Given request A:
Arrange every line of the pointing-data entries below as a Markdown table with two columns, "Number" for the row number and "Content" for the line, skipping blank lines and omitting the pictures.

Extracted text:
· · · · · · ·

PEP 597: Use UTF-8 for default text file encoding (GH-1099)

2019-06-05 21:09:19 +09:00 · 2019-06-05 21:09:19 +09:00 · cadb6ee369
parent 847a503b5f
commit cadb6ee369
1 changed files with 260 additions and 0 deletions
--- a/pep-0597.rst
+++ b/pep-0597.rst
@ -0,0 +1,260 @@
+PEP: 597
+Title: Use UTF-8 for default text file encoding
+Author: Inada Naoki  <songofacandy@gmail.com>
+Status: Draft
+Type: Standards Track
+Content-Type: text/x-rst
+Created: 05-Jun-2019
+Python-Version: 3.9
+
+
+Abstract
+========
+
+Currently, ``TextIOWrapper`` uses ``locale.getpreferredencoding(False)``
+(hereinafter called "locale encoding") when ``encoding`` is not specified.
+
+This PEP proposes changing the default text encoding to "UTF-8"
+regardless of platform or locale.
+
+
+Motivation
+==========
+
+People assume it is always UTF-8
+--------------------------------
+
+Package authors using macOS or Linux may forget that the default encoding
+is not always UTF-8.
+
+For example, ``long_description = open("README.md").read()`` in
+``setup.py`` is a common mistake.  If there are at least one emoji or any
+other non-ASCII characters in the ``README.md`` file, many Windows users
+cannot install the package by ``UnicodeDecodeError``.

· · · · · · ·

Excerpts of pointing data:
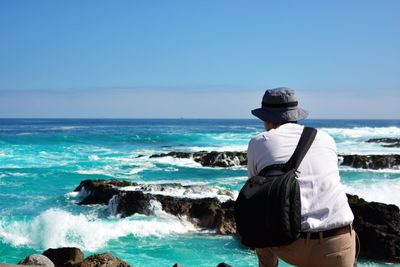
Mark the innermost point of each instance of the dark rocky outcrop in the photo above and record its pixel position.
(378, 227)
(98, 192)
(104, 260)
(68, 257)
(204, 212)
(211, 159)
(388, 142)
(372, 161)
(232, 159)
(377, 224)
(36, 259)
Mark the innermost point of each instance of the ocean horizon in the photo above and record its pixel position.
(42, 161)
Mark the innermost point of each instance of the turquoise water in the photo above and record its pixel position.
(42, 161)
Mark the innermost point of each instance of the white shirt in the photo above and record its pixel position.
(324, 203)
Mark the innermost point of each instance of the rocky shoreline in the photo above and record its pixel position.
(74, 257)
(235, 159)
(377, 224)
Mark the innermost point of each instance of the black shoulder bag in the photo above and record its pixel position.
(268, 208)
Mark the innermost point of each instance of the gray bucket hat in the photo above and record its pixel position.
(279, 105)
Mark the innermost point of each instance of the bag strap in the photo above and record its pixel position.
(306, 139)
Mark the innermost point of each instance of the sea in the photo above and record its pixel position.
(42, 161)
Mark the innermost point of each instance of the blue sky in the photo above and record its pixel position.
(198, 59)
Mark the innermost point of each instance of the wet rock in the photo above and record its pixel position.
(104, 260)
(388, 142)
(372, 161)
(67, 256)
(377, 224)
(231, 159)
(378, 227)
(211, 159)
(100, 191)
(37, 259)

· · · · · · ·

Given request B:
Reproduce the full PEP 597 commit text above, character for character.

Final result A:
| Number | Content |
|---|---|
| 1 | Mark the innermost point of each instance of the dark rocky outcrop in the photo above and record its pixel position. |
| 2 | (378, 227) |
| 3 | (98, 192) |
| 4 | (104, 260) |
| 5 | (68, 257) |
| 6 | (204, 212) |
| 7 | (211, 159) |
| 8 | (388, 142) |
| 9 | (372, 161) |
| 10 | (232, 159) |
| 11 | (377, 224) |
| 12 | (36, 259) |
| 13 | Mark the innermost point of each instance of the ocean horizon in the photo above and record its pixel position. |
| 14 | (42, 161) |
| 15 | Mark the innermost point of each instance of the turquoise water in the photo above and record its pixel position. |
| 16 | (42, 161) |
| 17 | Mark the innermost point of each instance of the white shirt in the photo above and record its pixel position. |
| 18 | (324, 203) |
| 19 | Mark the innermost point of each instance of the rocky shoreline in the photo above and record its pixel position. |
| 20 | (74, 257) |
| 21 | (235, 159) |
| 22 | (377, 224) |
| 23 | Mark the innermost point of each instance of the black shoulder bag in the photo above and record its pixel position. |
| 24 | (268, 208) |
| 25 | Mark the innermost point of each instance of the gray bucket hat in the photo above and record its pixel position. |
| 26 | (279, 105) |
| 27 | Mark the innermost point of each instance of the bag strap in the photo above and record its pixel position. |
| 28 | (306, 139) |
| 29 | Mark the innermost point of each instance of the sea in the photo above and record its pixel position. |
| 30 | (42, 161) |
| 31 | Mark the innermost point of each instance of the blue sky in the photo above and record its pixel position. |
| 32 | (198, 59) |
| 33 | Mark the innermost point of each instance of the wet rock in the photo above and record its pixel position. |
| 34 | (104, 260) |
| 35 | (388, 142) |
| 36 | (372, 161) |
| 37 | (67, 256) |
| 38 | (377, 224) |
| 39 | (231, 159) |
| 40 | (378, 227) |
| 41 | (211, 159) |
| 42 | (100, 191) |
| 43 | (37, 259) |

Final result B:
PEP 597: Use UTF-8 for default text file encoding (GH-1099)

2019-06-05 21:09:19 +09:00 · 2019-06-05 21:09:19 +09:00 · cadb6ee369
parent 847a503b5f
commit cadb6ee369
1 changed files with 260 additions and 0 deletions
--- a/pep-0597.rst
+++ b/pep-0597.rst
@ -0,0 +1,260 @@
+PEP: 597
+Title: Use UTF-8 for default text file encoding
+Author: Inada Naoki  <songofacandy@gmail.com>
+Status: Draft
+Type: Standards Track
+Content-Type: text/x-rst
+Created: 05-Jun-2019
+Python-Version: 3.9
+
+
+Abstract
+========
+
+Currently, ``TextIOWrapper`` uses ``locale.getpreferredencoding(False)``
+(hereinafter called "locale encoding") when ``encoding`` is not specified.
+
+This PEP proposes changing the default text encoding to "UTF-8"
+regardless of platform or locale.
+
+
+Motivation
+==========
+
+People assume it is always UTF-8
+--------------------------------
+
+Package authors using macOS or Linux may forget that the default encoding
+is not always UTF-8.
+
+For example, ``long_description = open("README.md").read()`` in
+``setup.py`` is a common mistake.  If there are at least one emoji or any
+other non-ASCII characters in the ``README.md`` file, many Windows users
+cannot install the package by ``UnicodeDecodeError``.